───── Entries provided

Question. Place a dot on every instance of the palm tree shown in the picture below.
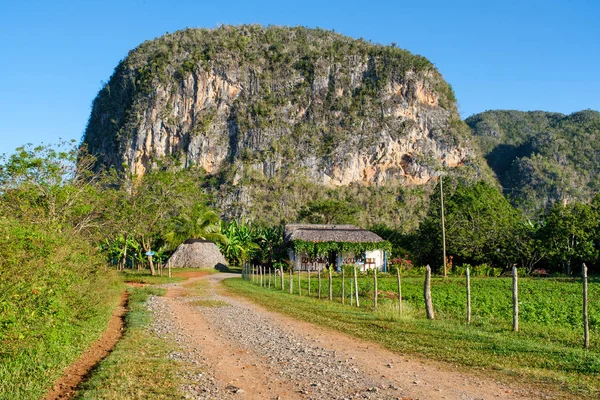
(240, 242)
(200, 223)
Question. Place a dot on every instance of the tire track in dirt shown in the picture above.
(77, 372)
(257, 354)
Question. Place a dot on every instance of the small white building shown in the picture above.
(347, 245)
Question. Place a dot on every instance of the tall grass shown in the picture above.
(139, 366)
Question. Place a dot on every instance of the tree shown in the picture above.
(201, 222)
(480, 226)
(329, 212)
(569, 232)
(240, 245)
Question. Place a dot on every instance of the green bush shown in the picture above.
(55, 299)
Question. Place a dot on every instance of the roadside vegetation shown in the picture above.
(149, 373)
(56, 294)
(70, 237)
(547, 351)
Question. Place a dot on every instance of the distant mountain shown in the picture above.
(541, 157)
(280, 116)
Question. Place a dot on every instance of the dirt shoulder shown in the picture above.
(79, 370)
(253, 353)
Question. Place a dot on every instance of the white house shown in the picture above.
(345, 244)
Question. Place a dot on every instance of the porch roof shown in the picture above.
(329, 233)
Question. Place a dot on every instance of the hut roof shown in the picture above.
(196, 253)
(329, 233)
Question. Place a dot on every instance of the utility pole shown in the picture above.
(443, 226)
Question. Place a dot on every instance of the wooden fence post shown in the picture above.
(468, 295)
(319, 284)
(399, 290)
(586, 322)
(343, 287)
(330, 284)
(375, 288)
(515, 299)
(356, 287)
(427, 293)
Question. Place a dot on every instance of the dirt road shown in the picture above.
(247, 352)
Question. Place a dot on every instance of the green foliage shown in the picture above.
(541, 158)
(569, 234)
(55, 299)
(200, 222)
(240, 245)
(328, 212)
(142, 356)
(480, 226)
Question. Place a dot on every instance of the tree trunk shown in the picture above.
(586, 322)
(375, 288)
(146, 244)
(356, 287)
(319, 289)
(330, 284)
(427, 293)
(515, 299)
(399, 291)
(343, 287)
(124, 260)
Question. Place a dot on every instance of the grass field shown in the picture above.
(546, 351)
(138, 367)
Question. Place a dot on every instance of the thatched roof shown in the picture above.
(196, 253)
(329, 233)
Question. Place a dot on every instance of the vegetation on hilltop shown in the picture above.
(541, 158)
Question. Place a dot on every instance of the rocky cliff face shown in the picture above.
(251, 101)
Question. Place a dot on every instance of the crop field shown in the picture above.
(547, 351)
(549, 308)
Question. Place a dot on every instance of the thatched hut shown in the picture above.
(313, 247)
(196, 253)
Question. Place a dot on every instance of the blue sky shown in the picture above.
(524, 55)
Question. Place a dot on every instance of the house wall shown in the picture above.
(345, 258)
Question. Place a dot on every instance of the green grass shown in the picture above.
(144, 276)
(209, 303)
(541, 353)
(138, 367)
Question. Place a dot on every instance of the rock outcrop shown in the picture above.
(248, 100)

──────────

### [Description of the task]
Reproduce every line of the material precisely, omitting its pictures.

### [Answer section]
Question. Place a dot on every instance of the palm tree shown in the picture below.
(240, 242)
(200, 223)
Question. Place a dot on every instance of the tire track in dirt shown in the picture above.
(77, 372)
(257, 354)
Question. Place a dot on every instance of the small white building shown in the picture above.
(347, 245)
Question. Place a dot on every instance of the tall grass shown in the picture above.
(139, 366)
Question. Place a dot on every instance of the tree shown in the picture above.
(201, 222)
(480, 226)
(329, 212)
(569, 232)
(240, 245)
Question. Place a dot on every instance of the green bush shown in the picture above.
(55, 299)
Question. Place a dot on every instance of the roadside vegetation shown in the picture above.
(149, 373)
(56, 294)
(70, 237)
(547, 351)
Question. Place a dot on every instance of the distant mountain shown in the picture above.
(541, 157)
(280, 116)
Question. Place a dot on every instance of the dirt shoulder shown in the picture above.
(79, 370)
(253, 353)
Question. Place a dot on every instance of the white house shown in the picture above.
(345, 244)
Question. Place a dot on every instance of the porch roof shown in the picture above.
(329, 233)
Question. Place a dot on every instance of the hut roof shown in the picture above.
(196, 253)
(329, 233)
Question. Place a dot on every instance of the utility pole shown in the picture above.
(443, 226)
Question. Place a dot on every instance of the wooden fence post shown in the picture above.
(468, 295)
(319, 284)
(399, 290)
(586, 322)
(343, 287)
(330, 284)
(375, 288)
(515, 299)
(356, 287)
(427, 293)
Question. Place a dot on every instance of the dirt road shown in the picture above.
(247, 352)
Question. Place a dot on every instance of the green foliage shown in the picture above.
(541, 158)
(569, 234)
(55, 299)
(200, 222)
(240, 245)
(328, 212)
(142, 356)
(480, 226)
Question. Place a dot on every instance of the tree trunk shown in the picture above.
(586, 322)
(375, 288)
(146, 244)
(356, 287)
(319, 289)
(330, 284)
(427, 293)
(515, 299)
(399, 291)
(343, 287)
(124, 260)
Question. Place a dot on every instance of the grass field shown in the picture above.
(546, 351)
(138, 367)
Question. Place a dot on every instance of the thatched roof shown in the picture above.
(196, 253)
(329, 233)
Question. Place a dot on every instance of the vegetation on hilltop shown in the picture above.
(541, 158)
Question. Place a dot on every instance of the rocky cliff face shown in the picture above.
(251, 101)
Question. Place a dot on every instance of the crop field shown in the picture above.
(547, 351)
(549, 308)
Question. Place a dot on every instance of the thatched hut shown in the picture above.
(313, 247)
(196, 253)
Question. Place a dot on every instance of the blue sky shown in the picture above.
(524, 55)
Question. Place a dot on every instance of the house wall shown in the picture above.
(345, 258)
Question. Place a dot on every instance of the green grass shown in the picture above.
(144, 276)
(209, 303)
(541, 353)
(138, 367)
Question. Place a dot on every instance of the rock outcrop shown in the picture above.
(248, 100)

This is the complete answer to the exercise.